##### GIVEN PASSAGE

FOURIER TRANSFORM INFRARED SPECTROSCOPY OF ZUCCHINI SQUASH STORED AT LOW TEMPERATURES

Authors: Buta, Joseph - George; QI, LING - TIANJIN ACADEMY, CHINA; Wang, Chien

Submitted to: Postharvest Biology and Technology
Publication Type: Peer Reviewed Journal
Publication Acceptance Date: 11/15/1996
Publication Date: N/A
Citation: N/A

Interpretive Summary: Many fruits and vegetables develop damage symptoms when stored at low temperatures after harvest or during transport to market. Understanding the complex biochemical changes in the commodities that resulted in the appearance of damage after chilling has been difficult. Methods of alleviation of chilling injury can be developed as a result of having a better understanding of the cellular changes that occur during chilling. We have used Fourier Transform infrared spectroscopy to monitor the changes in the types of protein structures found in the pericarp tissue of zucchini squash stored at either chilling temperatures or low but nonchilling temperatures. If the squash were stored at low but nonchilling temperatures, cellular protein structures were changed as an adjustment to the low temperature in just 2 days. Return of the nonchilled squash to room temperature caused adjustment of the protein structures to resemble the original ones. However if the squash were stored at chilling temperatures for only 2 days, no changes in protein structure occurred indicating that the ability to adjust to chilling had been destroyed. These findings demonstrate the importance of proper storage temperature for fruits and vegetables to allow adjustment of the plant tissue to new conditions and to prevent irreversible onset of cellular damage before symptoms become visible.

##########
##### DATASET EXTRACT

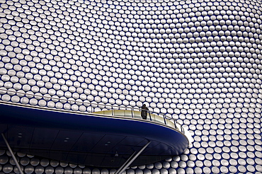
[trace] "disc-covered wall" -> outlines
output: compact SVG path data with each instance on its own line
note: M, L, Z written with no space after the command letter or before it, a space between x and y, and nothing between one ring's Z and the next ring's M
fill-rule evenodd
M261 173L261 16L256 0L0 0L0 100L145 103L190 131L184 154L127 173ZM91 172L32 158L25 173Z

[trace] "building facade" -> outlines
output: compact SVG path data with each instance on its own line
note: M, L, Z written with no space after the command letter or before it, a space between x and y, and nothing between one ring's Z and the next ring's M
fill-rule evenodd
M127 173L259 174L261 30L258 0L0 0L0 100L81 112L145 103L194 142ZM0 154L0 172L17 173ZM115 171L17 156L25 173Z

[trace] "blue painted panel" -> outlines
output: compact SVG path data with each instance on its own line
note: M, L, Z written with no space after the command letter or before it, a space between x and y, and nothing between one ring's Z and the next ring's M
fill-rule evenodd
M181 132L142 120L98 117L4 104L0 104L0 124L8 125L4 132L8 133L8 140L13 148L57 160L119 167L135 151L139 151L147 142L152 141L134 161L133 165L138 166L178 155L188 146L186 137ZM18 129L13 131L16 127ZM23 148L16 144L19 129L25 131L20 140L23 141ZM0 146L4 146L3 143ZM116 151L119 153L117 157Z

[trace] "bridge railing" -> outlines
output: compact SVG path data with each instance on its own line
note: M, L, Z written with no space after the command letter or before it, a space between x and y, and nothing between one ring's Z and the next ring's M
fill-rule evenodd
M33 92L21 92L15 90L7 90L0 88L0 101L11 102L12 103L20 103L25 105L47 107L49 108L57 108L48 105L48 101L53 103L59 101L62 103L67 103L67 107L58 108L57 109L65 110L83 113L97 113L110 116L119 116L142 119L141 117L141 108L138 107L120 106L116 105L108 105L103 103L94 103L89 101L79 101L63 98L47 96L41 94L35 94ZM32 100L33 99L33 100ZM33 101L33 102L30 102ZM39 101L38 103L38 101ZM42 103L40 103L42 101ZM38 104L35 104L38 103ZM71 106L71 107L70 107ZM184 129L181 124L172 118L171 115L148 110L147 120L166 124L170 127L179 130L182 133Z

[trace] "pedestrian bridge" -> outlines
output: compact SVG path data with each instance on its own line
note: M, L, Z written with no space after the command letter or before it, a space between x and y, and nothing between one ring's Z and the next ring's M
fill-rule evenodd
M14 151L89 166L160 161L182 153L193 139L171 117L149 112L142 120L139 108L87 112L0 101L0 133Z

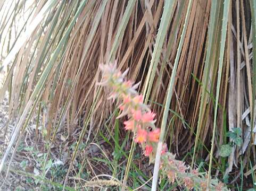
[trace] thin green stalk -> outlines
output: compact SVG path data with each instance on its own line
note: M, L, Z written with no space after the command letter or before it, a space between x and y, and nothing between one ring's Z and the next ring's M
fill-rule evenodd
M195 155L197 151L197 147L198 145L198 142L199 139L199 135L201 131L201 127L202 126L203 113L204 112L204 107L203 107L205 104L206 98L207 98L207 87L208 84L209 76L210 73L210 68L211 65L210 62L211 60L211 57L212 56L212 49L214 46L214 38L216 35L216 15L218 9L217 8L217 1L212 1L211 3L211 11L209 21L209 27L208 29L208 40L207 42L207 55L205 58L205 64L204 66L204 75L202 82L202 94L201 96L200 101L200 109L199 110L199 115L198 118L198 122L196 128L196 134L195 141L195 145L194 147L194 153L192 158L192 162L191 163L191 167L193 168L195 160Z
M133 138L133 140L134 140L135 139L135 135L134 135L134 137ZM129 154L127 164L126 165L125 177L123 178L123 181L122 185L121 191L125 191L126 187L126 183L127 182L128 174L130 171L130 167L131 163L131 160L133 160L133 155L134 153L134 150L135 150L136 145L136 143L135 141L133 141L133 143L131 143L131 149L130 150L130 153Z
M212 158L213 157L213 149L214 145L215 132L216 131L217 118L218 111L218 101L219 97L220 83L221 81L221 75L222 71L223 60L224 58L224 52L226 44L226 36L227 34L227 28L228 19L228 11L229 11L229 0L225 0L224 2L224 8L223 9L222 23L221 27L221 40L220 41L220 51L219 62L219 68L218 73L217 85L216 88L216 99L215 102L214 115L213 122L213 131L212 133L212 139L211 142L211 149L210 154L210 162L208 171L208 178L207 179L207 187L209 188L210 181L211 179L211 171L212 166Z
M188 2L188 5L187 10L187 13L186 14L186 18L185 20L184 27L183 28L180 40L179 43L179 47L178 48L178 51L177 53L176 57L175 58L175 61L174 65L174 69L171 73L171 78L169 82L168 89L167 90L167 97L166 99L166 102L164 106L164 110L163 111L163 119L162 120L162 123L161 125L161 132L160 137L159 138L159 142L158 143L158 149L156 151L156 154L155 161L155 166L154 167L154 174L153 176L152 180L152 187L151 190L155 191L156 190L156 186L158 184L158 172L159 171L159 166L160 163L161 158L161 152L162 151L162 146L163 145L163 139L166 133L166 124L167 123L167 118L168 117L169 109L170 107L170 104L171 103L171 98L172 97L172 93L174 92L174 85L175 81L175 76L176 75L177 68L178 67L178 64L179 63L179 57L181 52L182 47L184 42L185 35L187 31L187 25L188 23L188 19L189 17L190 12L191 10L191 7L192 5L192 1L189 0Z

##########

▸ **EXERCISE BRIEF**:
According to the zucchini squash summary, what happened to the protein structures of squash stored at chilling temperatures for only 2 days?

▸ **RESPONSE FOR THIS EXERCISE**:
No changes in protein structure occurred.